[Natural language region descriptions]
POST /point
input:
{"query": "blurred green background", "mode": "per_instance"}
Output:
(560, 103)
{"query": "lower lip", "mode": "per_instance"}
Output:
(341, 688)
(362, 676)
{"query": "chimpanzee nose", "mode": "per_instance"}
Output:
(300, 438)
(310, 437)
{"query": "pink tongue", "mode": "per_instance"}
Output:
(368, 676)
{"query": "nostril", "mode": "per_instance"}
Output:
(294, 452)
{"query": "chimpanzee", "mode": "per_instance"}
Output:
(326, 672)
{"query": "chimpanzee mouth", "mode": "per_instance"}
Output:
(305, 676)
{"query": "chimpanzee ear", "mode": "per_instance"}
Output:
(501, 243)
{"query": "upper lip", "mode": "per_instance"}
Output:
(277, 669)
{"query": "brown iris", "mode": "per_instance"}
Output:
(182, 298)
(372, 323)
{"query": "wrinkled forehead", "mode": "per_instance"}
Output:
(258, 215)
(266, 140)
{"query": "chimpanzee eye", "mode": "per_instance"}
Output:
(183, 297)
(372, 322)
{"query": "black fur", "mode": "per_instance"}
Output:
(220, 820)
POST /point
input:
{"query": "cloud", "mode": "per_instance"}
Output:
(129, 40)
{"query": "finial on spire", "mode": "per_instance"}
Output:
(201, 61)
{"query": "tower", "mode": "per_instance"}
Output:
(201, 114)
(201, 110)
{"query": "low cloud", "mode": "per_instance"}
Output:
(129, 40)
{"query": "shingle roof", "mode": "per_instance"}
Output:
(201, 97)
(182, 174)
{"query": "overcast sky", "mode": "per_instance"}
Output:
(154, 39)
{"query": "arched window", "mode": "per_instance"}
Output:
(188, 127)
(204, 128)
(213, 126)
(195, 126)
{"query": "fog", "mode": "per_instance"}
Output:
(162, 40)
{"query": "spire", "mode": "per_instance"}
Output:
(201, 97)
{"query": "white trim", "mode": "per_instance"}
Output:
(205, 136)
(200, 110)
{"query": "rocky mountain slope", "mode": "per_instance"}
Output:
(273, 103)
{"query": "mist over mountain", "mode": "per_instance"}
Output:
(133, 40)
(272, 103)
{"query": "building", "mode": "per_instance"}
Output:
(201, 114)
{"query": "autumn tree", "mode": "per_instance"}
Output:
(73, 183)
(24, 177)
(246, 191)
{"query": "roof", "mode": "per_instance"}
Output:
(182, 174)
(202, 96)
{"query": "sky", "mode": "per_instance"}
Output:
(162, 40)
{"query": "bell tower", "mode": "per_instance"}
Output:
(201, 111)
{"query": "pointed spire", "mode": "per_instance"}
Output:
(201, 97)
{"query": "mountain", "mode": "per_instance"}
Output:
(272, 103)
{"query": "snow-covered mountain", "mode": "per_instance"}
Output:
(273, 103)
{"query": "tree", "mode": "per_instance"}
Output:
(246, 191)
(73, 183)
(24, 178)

• _Work instructions_:
What is needed is an exact restatement of every record above.

• _Problem solution_:
POST /point
input:
{"query": "blurred green background", "mode": "per_instance"}
Output:
(560, 103)
{"query": "lower lip", "mode": "per_instance"}
Output:
(341, 688)
(362, 676)
{"query": "chimpanzee nose", "mode": "per_instance"}
Output:
(300, 438)
(310, 437)
{"query": "pink tongue", "mode": "per_instance"}
Output:
(368, 676)
{"query": "nostril", "mode": "per_instance"}
Output:
(294, 452)
{"query": "chimpanzee", "mode": "per_instance"}
Output:
(326, 672)
{"query": "chimpanzee mouth", "mode": "per_instance"}
Output:
(305, 676)
{"query": "chimpanzee ear", "mode": "per_instance"}
Output:
(501, 243)
{"query": "upper lip", "mode": "per_instance"}
Output:
(277, 669)
{"query": "brown iris", "mode": "per_instance"}
Output:
(182, 298)
(372, 323)
{"query": "wrinkled forehead", "mode": "per_instance"}
Output:
(258, 215)
(266, 140)
{"query": "chimpanzee eye", "mode": "per_instance"}
Output:
(183, 297)
(372, 322)
{"query": "black fur", "mode": "per_instance"}
Output:
(220, 820)
POST /point
input:
{"query": "cloud", "mode": "per_instance"}
Output:
(129, 40)
{"query": "finial on spire", "mode": "per_instance"}
Output:
(201, 61)
{"query": "tower", "mode": "per_instance"}
Output:
(201, 114)
(201, 110)
{"query": "low cloud", "mode": "per_instance"}
Output:
(129, 40)
{"query": "shingle roof", "mode": "per_instance"}
Output:
(201, 97)
(182, 174)
{"query": "overcast sky", "mode": "per_instance"}
Output:
(154, 39)
{"query": "arched window", "mode": "per_instance"}
Output:
(188, 127)
(204, 128)
(213, 126)
(195, 126)
{"query": "fog", "mode": "per_instance"}
Output:
(162, 40)
{"query": "spire", "mode": "per_instance"}
Output:
(201, 97)
{"query": "white trim", "mode": "per_instance"}
Output:
(205, 136)
(200, 110)
{"query": "rocky mountain slope", "mode": "per_instance"}
Output:
(273, 103)
{"query": "mist over mountain", "mode": "per_instance"}
Output:
(133, 40)
(272, 103)
{"query": "building", "mode": "per_instance"}
Output:
(201, 114)
{"query": "autumn tree", "mode": "per_instance"}
Output:
(73, 183)
(24, 177)
(246, 191)
{"query": "roof", "mode": "per_instance"}
Output:
(182, 174)
(202, 96)
{"query": "sky", "mode": "per_instance"}
Output:
(162, 40)
{"query": "bell tower", "mode": "per_instance"}
Output:
(201, 111)
{"query": "pointed spire", "mode": "per_instance"}
Output:
(201, 97)
{"query": "mountain", "mode": "per_instance"}
Output:
(272, 103)
{"query": "snow-covered mountain", "mode": "per_instance"}
Output:
(273, 103)
{"query": "tree", "mode": "per_instance"}
Output:
(246, 191)
(73, 183)
(24, 178)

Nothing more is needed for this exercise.